<<<<
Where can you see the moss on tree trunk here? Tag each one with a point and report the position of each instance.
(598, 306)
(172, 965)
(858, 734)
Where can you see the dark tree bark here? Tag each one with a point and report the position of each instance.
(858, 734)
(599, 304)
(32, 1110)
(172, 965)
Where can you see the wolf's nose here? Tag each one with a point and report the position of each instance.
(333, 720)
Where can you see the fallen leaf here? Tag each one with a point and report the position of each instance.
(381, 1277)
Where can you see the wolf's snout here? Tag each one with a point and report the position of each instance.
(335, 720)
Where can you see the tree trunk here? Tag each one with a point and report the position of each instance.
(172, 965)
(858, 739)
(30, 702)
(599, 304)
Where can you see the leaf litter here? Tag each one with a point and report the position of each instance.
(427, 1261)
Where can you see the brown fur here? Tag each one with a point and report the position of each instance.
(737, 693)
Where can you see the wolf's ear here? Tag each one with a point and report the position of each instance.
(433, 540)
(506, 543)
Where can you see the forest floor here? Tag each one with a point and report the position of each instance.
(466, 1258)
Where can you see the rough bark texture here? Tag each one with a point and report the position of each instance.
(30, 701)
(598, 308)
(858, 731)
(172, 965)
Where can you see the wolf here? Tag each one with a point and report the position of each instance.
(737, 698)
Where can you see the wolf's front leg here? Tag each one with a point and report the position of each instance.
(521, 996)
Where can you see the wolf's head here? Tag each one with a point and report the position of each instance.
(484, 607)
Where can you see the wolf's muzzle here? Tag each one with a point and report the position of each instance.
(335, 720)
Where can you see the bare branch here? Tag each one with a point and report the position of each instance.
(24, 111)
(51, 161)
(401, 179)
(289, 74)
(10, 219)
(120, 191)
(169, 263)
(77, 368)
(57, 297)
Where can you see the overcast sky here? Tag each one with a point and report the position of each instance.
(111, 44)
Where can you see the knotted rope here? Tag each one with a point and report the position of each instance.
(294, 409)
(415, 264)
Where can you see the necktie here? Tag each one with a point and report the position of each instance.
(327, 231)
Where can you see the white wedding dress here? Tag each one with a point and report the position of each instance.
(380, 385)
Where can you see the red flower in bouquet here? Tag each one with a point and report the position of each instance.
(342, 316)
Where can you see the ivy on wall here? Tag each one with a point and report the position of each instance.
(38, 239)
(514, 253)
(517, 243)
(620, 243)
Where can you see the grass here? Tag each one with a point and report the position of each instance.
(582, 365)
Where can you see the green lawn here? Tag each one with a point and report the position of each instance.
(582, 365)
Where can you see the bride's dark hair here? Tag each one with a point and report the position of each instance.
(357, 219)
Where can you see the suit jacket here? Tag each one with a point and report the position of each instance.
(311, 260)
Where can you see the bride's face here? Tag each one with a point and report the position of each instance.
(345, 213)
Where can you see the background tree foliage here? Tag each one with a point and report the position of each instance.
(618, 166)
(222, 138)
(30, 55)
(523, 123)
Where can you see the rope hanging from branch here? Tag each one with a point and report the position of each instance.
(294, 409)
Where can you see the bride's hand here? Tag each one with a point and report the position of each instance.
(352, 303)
>>>>
SET PROBLEM - Write out every item above word for word, each with its points.

THE RESPONSE -
Where can you see the moss on tree trunk here? Tag each one with a point and report the position of each instance.
(598, 306)
(172, 965)
(858, 734)
Where can you see the dark tree bark here? Tag each one with a point and report the position of each instance.
(858, 734)
(599, 304)
(32, 1110)
(172, 965)
Where can you see the wolf's nose here? Tag each one with a point and report the position of each instance.
(333, 720)
Where can you see the fallen leaf here? Tag each one with a point and report the position of each instance.
(381, 1277)
Where can you see the wolf's snout here? Tag each one with a point and report the position of each instance.
(335, 720)
Where can you see the tree trunk here? Tag each one with a point and report the position of each instance.
(172, 965)
(858, 739)
(30, 702)
(599, 304)
Where can you see the leaf litter here? Tag each one with a point and report the position of each instance.
(427, 1261)
Where can you see the brown fur here? Tag each one with a point and report the position of each instance.
(737, 693)
Where can you see the wolf's ear here? Tag each one with a point and report the position of each instance.
(433, 540)
(506, 543)
Where can you see the forest floor here? Tag each one with a point and report the position of each instance.
(466, 1258)
Where can you see the rough bark texture here? Tag each one with a point and report the position of each instance.
(30, 701)
(598, 308)
(858, 731)
(172, 965)
Where can you see the wolf here? Tag each one with a point and report the position of each instance.
(737, 698)
Where can you see the wolf's front leg here? Tag each one with a point and report the position of each instance.
(521, 996)
Where can you see the wolf's head here? Tag each one with a point and report the position of each instance.
(484, 607)
Where can you see the wolf's muzzle here? Tag each one with a point and report the position of each instance.
(335, 720)
Where can you see the bare branch here? Tag each one with a point and report the position of each instance.
(24, 111)
(51, 161)
(401, 179)
(289, 74)
(10, 219)
(120, 191)
(169, 263)
(77, 368)
(57, 297)
Where can you see the overcast sky here? Tag each one with a point and report the position of each instance.
(111, 44)
Where can you see the knotted rope here? Tag each one with a point and report the position of each instance.
(294, 409)
(415, 264)
Where can you see the necktie here? Tag each one with a point and report the position of each instance.
(327, 231)
Where can you see the white wedding dress here? Tag each one with a point and report the position of each instance.
(380, 385)
Where can you see the red flower in bouquet here? Tag each one with a point and report the position of each instance.
(342, 316)
Where can you see the ivy on wall here? Tag each one with a point and report the position of each instance.
(38, 239)
(514, 253)
(517, 243)
(620, 243)
Where can you see the grass here? Tag each one with a point and report the position of each instance.
(582, 365)
Where can you see the green lawn here? Tag each one with a point and report the position of each instance.
(582, 365)
Where can you see the bride's dark hair here? Tag each one with a point and report the position of each instance.
(357, 219)
Where can you see the suit jacket here? Tag each one with a point and report the position of each instance.
(311, 260)
Where can you see the bride's face here? Tag each one with a point and report the position of each instance.
(345, 213)
Where can you see the background tree foliage here? Tag each one with a point and report the position of each instance.
(618, 166)
(222, 138)
(30, 55)
(523, 123)
Where can you see the rope hanging from branch here? Tag each one with a point and report the position of each instance.
(294, 409)
Where can you see the bride's hand here? Tag each one with a point and report the position of each instance.
(352, 303)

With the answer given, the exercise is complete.